# XC Wheels on Enduro Bike = Trail Bike?



## Vonplatz (Sep 28, 2011)

I am a proud owner of a Starling Murmur but and a Cotic Soul 26. Due to a change of home I have to reduce the amount of space dedicated to bikes and would like to get rid of the Soul.

My local riding is very XCish but I enjoy going up to tharn hills on a big bike. The soul isn’t really suited to the big mountain stuff so I was wondering about getting a set of spare wheels and putting some light fast rubber on them so I could switch them out accoring to the riding style.

Has anyone ever tried anything similar?


----------



## Vonplatz (Sep 28, 2011)

Nothing? I'd thought this may a hot topic...

Sent from my Pixel 2 XL using Tapatalk


----------



## eness215 (Jul 22, 2010)

No! Don't do it...you're bike won't roll at all!

Just kidding...you could certainly do that. People do it all the time.Getting a second wheelset is a fairly cost efficient way to increase the type of terrain a bike can cover without buying (and storing) a second bike. It's going to be a little slower on the uphills than the Soul and I assume the geo is more long and slack, so it will take a little more effort in the tight turns, but it will certainly work.

Detection annotation entries:
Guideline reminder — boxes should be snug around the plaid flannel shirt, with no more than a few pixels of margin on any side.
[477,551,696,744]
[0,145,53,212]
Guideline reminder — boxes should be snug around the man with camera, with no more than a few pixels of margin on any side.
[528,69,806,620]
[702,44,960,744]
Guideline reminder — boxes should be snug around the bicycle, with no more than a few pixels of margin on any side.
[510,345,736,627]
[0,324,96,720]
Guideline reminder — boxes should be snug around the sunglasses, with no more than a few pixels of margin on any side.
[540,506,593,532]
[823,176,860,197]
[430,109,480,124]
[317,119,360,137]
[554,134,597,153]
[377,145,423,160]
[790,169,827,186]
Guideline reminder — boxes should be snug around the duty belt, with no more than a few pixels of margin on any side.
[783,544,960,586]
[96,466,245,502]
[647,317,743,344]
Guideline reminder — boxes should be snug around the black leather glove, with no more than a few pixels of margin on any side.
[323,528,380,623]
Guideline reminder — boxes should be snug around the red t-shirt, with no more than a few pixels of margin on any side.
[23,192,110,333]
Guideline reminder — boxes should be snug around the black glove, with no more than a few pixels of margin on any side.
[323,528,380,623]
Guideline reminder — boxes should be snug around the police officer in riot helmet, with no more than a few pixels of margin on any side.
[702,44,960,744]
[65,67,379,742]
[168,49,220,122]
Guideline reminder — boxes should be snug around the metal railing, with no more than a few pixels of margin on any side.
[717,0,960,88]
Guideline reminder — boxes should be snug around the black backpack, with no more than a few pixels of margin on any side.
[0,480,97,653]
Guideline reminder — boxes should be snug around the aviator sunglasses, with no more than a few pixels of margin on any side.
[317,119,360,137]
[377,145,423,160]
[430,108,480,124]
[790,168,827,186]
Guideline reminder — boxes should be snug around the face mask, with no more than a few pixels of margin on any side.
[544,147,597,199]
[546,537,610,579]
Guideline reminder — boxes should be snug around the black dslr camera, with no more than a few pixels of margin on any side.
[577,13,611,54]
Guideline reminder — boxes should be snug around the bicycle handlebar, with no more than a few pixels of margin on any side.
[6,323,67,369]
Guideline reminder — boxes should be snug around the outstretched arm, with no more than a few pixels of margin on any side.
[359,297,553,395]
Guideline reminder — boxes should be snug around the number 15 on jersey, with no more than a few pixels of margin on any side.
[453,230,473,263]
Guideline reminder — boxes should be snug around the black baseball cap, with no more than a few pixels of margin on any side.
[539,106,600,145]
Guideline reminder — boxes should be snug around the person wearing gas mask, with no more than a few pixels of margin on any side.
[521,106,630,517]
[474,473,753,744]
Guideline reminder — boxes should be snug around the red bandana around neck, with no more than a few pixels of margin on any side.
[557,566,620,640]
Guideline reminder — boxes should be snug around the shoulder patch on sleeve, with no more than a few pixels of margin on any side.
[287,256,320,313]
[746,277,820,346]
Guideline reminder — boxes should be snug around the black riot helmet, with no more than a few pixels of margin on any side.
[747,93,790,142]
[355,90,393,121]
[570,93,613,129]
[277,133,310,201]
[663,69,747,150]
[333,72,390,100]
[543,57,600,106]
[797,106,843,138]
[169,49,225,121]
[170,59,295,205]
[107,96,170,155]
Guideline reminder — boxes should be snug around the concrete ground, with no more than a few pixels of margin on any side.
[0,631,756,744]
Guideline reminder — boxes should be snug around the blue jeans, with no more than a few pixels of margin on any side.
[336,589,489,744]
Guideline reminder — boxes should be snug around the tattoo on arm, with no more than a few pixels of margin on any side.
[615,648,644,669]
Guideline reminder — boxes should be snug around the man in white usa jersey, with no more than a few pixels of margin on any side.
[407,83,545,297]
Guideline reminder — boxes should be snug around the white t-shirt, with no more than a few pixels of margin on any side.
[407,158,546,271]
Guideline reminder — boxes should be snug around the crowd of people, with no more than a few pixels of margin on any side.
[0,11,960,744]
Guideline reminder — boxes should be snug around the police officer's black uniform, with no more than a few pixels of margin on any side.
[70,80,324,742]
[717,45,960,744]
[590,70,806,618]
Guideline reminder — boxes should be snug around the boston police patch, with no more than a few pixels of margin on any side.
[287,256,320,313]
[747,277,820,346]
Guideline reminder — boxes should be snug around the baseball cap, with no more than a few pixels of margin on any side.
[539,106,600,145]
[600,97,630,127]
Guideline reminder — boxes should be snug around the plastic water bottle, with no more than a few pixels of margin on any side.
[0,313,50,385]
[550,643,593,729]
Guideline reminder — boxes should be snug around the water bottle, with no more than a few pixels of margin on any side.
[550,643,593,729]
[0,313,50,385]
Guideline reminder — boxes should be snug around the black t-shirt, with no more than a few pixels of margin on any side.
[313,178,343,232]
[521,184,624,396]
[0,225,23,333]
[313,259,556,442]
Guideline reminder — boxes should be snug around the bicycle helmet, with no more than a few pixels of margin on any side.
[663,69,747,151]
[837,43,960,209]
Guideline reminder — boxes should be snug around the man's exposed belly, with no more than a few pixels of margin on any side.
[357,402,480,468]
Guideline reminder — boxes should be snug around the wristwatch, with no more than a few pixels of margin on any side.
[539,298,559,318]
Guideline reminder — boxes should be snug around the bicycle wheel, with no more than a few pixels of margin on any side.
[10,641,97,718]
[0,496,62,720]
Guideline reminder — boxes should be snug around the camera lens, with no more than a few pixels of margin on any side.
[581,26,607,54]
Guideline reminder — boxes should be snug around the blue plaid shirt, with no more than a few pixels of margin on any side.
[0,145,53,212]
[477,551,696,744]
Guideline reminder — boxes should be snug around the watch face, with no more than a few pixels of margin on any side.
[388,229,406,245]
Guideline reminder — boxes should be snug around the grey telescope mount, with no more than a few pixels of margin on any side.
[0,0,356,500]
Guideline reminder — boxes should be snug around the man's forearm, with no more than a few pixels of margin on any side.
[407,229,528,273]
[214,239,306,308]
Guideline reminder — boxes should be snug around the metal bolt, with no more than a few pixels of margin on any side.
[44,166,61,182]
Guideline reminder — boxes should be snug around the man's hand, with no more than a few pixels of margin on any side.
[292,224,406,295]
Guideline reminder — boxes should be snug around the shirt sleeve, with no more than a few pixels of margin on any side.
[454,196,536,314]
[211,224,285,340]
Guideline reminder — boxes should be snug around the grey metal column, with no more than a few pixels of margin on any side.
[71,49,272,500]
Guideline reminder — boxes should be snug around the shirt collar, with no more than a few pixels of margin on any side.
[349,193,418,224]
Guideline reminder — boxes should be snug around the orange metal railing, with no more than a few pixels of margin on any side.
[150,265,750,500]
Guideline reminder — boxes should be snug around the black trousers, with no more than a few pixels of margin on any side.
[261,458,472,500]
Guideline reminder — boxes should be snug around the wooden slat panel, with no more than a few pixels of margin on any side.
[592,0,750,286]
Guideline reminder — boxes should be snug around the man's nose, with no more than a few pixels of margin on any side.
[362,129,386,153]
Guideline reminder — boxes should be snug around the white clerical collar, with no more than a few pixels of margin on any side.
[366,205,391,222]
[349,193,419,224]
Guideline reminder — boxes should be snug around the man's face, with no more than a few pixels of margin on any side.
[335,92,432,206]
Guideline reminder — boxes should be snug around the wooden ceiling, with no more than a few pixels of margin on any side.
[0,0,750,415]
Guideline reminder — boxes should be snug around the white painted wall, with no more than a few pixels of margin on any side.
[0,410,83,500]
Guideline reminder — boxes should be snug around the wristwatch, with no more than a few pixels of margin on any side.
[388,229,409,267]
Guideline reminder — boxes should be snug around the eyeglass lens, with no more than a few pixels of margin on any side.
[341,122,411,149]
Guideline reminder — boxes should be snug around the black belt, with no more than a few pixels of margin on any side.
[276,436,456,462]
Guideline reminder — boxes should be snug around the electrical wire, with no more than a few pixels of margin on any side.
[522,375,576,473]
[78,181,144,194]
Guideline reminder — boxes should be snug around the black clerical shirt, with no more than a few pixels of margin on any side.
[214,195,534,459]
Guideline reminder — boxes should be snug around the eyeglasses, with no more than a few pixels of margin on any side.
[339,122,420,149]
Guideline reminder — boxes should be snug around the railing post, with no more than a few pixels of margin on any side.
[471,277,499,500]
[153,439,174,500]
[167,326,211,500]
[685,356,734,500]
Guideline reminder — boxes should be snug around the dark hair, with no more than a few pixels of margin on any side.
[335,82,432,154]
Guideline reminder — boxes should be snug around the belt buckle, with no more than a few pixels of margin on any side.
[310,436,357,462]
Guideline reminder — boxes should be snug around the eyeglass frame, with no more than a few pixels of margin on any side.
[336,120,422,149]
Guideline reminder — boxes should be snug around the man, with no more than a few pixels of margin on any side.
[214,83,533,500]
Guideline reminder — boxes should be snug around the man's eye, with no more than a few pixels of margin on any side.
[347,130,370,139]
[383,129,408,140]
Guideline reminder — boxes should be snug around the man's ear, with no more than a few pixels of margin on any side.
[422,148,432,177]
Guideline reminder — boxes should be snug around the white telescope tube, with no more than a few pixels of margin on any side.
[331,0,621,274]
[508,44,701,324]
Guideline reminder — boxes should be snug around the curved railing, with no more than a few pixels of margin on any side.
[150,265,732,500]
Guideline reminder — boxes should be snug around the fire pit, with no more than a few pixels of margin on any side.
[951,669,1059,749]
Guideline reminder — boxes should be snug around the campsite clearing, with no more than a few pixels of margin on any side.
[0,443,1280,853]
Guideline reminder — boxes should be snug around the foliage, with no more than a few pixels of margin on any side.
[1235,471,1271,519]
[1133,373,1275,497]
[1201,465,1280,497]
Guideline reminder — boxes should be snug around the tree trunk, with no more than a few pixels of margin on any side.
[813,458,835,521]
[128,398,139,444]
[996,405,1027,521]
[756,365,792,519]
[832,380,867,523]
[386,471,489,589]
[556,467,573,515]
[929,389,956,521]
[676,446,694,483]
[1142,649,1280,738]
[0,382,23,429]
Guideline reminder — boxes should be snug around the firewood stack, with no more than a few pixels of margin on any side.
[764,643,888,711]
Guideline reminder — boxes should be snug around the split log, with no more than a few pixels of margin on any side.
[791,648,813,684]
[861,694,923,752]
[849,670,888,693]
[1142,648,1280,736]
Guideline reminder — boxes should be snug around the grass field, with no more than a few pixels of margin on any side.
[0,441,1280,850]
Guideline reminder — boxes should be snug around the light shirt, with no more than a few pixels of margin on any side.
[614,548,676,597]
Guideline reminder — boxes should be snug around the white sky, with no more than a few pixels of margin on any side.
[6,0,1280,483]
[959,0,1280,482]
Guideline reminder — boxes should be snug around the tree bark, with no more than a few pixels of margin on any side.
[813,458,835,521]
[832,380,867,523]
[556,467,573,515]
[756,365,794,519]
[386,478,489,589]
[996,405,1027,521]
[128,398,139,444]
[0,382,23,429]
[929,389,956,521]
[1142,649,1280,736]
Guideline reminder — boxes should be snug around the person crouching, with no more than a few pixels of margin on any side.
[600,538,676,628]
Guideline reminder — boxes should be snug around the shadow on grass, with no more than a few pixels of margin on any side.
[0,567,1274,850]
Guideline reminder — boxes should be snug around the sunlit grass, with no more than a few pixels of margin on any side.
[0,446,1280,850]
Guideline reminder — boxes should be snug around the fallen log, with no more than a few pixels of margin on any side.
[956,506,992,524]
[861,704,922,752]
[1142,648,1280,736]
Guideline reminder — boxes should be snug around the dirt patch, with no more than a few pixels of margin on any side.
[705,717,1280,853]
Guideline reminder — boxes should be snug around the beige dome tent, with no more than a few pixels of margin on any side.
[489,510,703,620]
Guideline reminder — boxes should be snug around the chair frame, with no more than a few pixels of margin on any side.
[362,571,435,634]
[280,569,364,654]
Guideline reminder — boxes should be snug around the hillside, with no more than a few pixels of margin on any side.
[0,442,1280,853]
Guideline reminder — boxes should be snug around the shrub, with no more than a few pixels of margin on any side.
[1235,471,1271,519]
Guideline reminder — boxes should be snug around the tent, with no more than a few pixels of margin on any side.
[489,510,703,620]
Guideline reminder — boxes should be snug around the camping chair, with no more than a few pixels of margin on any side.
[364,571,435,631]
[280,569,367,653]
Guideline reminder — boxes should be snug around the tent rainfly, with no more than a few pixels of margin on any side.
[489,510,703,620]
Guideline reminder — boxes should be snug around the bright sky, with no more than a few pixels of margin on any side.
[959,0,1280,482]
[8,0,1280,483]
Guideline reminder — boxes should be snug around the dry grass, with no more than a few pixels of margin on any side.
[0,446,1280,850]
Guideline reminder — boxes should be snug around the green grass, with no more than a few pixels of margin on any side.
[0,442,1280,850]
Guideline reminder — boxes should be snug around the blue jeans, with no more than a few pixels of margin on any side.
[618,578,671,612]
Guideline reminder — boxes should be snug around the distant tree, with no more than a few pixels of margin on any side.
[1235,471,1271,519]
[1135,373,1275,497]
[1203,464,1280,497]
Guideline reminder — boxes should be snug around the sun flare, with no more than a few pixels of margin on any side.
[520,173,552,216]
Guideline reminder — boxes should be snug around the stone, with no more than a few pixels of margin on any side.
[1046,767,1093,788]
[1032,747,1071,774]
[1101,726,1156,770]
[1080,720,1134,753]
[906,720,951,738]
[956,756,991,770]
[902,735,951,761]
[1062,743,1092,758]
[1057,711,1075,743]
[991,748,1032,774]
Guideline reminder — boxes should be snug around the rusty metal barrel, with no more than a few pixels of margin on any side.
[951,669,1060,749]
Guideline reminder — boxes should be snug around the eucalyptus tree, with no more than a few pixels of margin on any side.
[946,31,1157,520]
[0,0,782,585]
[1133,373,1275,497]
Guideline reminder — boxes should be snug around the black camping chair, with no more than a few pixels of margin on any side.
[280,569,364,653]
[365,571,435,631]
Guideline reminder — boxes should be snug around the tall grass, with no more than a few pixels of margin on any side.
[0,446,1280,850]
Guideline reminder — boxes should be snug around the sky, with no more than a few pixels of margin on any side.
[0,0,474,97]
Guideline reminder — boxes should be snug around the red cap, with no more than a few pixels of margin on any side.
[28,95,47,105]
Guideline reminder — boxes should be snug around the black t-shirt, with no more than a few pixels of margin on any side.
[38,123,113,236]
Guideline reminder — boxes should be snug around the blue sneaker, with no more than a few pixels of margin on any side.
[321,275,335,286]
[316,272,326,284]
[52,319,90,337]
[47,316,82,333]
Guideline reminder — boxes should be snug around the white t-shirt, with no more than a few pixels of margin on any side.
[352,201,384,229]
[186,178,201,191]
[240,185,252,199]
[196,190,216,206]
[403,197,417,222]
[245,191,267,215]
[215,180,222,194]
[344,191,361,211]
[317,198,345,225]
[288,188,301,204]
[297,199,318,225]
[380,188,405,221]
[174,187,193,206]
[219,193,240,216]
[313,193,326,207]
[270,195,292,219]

STATED GOAL 1: In the entries, change "snug" to "tight" on the lines starting at the one containing "bicycle wheel, with" and ending at the one containing "[214,239,306,308]", and return only those lines.
STATED GOAL 2: Write the next part of the forum thread about fitting XC wheels to an enduro bike, picking up after its last sentence.
The forum thread and the entries are separate, unrelated material.

WRITTEN ANSWER 1:
Guideline reminder — boxes should be tight around the bicycle wheel, with no more than a few pixels of margin on any side.
[10,641,97,718]
[0,496,62,720]
Guideline reminder — boxes should be tight around the camera lens, with no more than a few pixels of margin on any side.
[581,26,607,54]
Guideline reminder — boxes should be tight around the blue plaid shirt, with no more than a few pixels of margin on any side.
[0,145,53,212]
[477,551,696,744]
Guideline reminder — boxes should be tight around the watch face, with no more than a few pixels of margin on any side.
[388,229,406,245]
Guideline reminder — boxes should be tight around the grey telescope mount, with no more than a few pixels of margin on any side.
[0,0,356,500]
Guideline reminder — boxes should be tight around the man's forearm, with no more than a few pixels of margin on any side.
[407,229,528,273]
[214,239,306,308]

WRITTEN ANSWER 2:
----------



## slowdownthehill (Sep 15, 2017)

I have this exact sort of question in the endurance racing side. I plan on getting an AM type bike and set it up with some fast tires and see if I can hang on still, only issues I could possibly see is on long paved climbs (Lutsen 99er starts with a paved 5 mile climb that goes up 1000 feet) but I honestly don't see that being an issue as long as you don't ride like a lunatic on the front..


----------



## Sidewalk (May 18, 2015)

Personally, I would rather ride an XC bike with enduro wheels than the other way around. I have a tough enough time keeping my enduro wheels straight, XC wheels would just get smashed on my enduro bike.


----------



## GlazedHam (Jan 14, 2004)

Sidewalk said:


> Personally, I would rather ride an XC bike with enduro wheels than the other way around. I have a tough enough time keeping my enduro wheels straight, XC wheels would just get smashed on my enduro bike.


This


----------



## choan (May 6, 2016)

slowdownthehill said:


> I have this exact sort of question in the endurance racing side. I plan on getting an AM type bike and set it up with some fast tires and see if I can hang on still, only issues I could possibly see is on long paved climbs (Lutsen 99er starts with a paved 5 mile climb that goes up 1000 feet) but I honestly don't see that being an issue as long as you don't ride like a lunatic on the front..


Hum not if you ride your enduro bike like a xc bike when you put xc wheels.


----------



## LMN (Sep 8, 2007)

I have a set of Race Face Next SL wheels that I put some EXO 2.3 Minnions on and run on my Enduro bike. They make the bike into a great trail bike. My other wheels are DT Swiss 1500s with DD 2.5 Minions on. Awesome wheels for smashing but for trails they are a bit sluggish.


----------



## matt.s67 (Nov 4, 2016)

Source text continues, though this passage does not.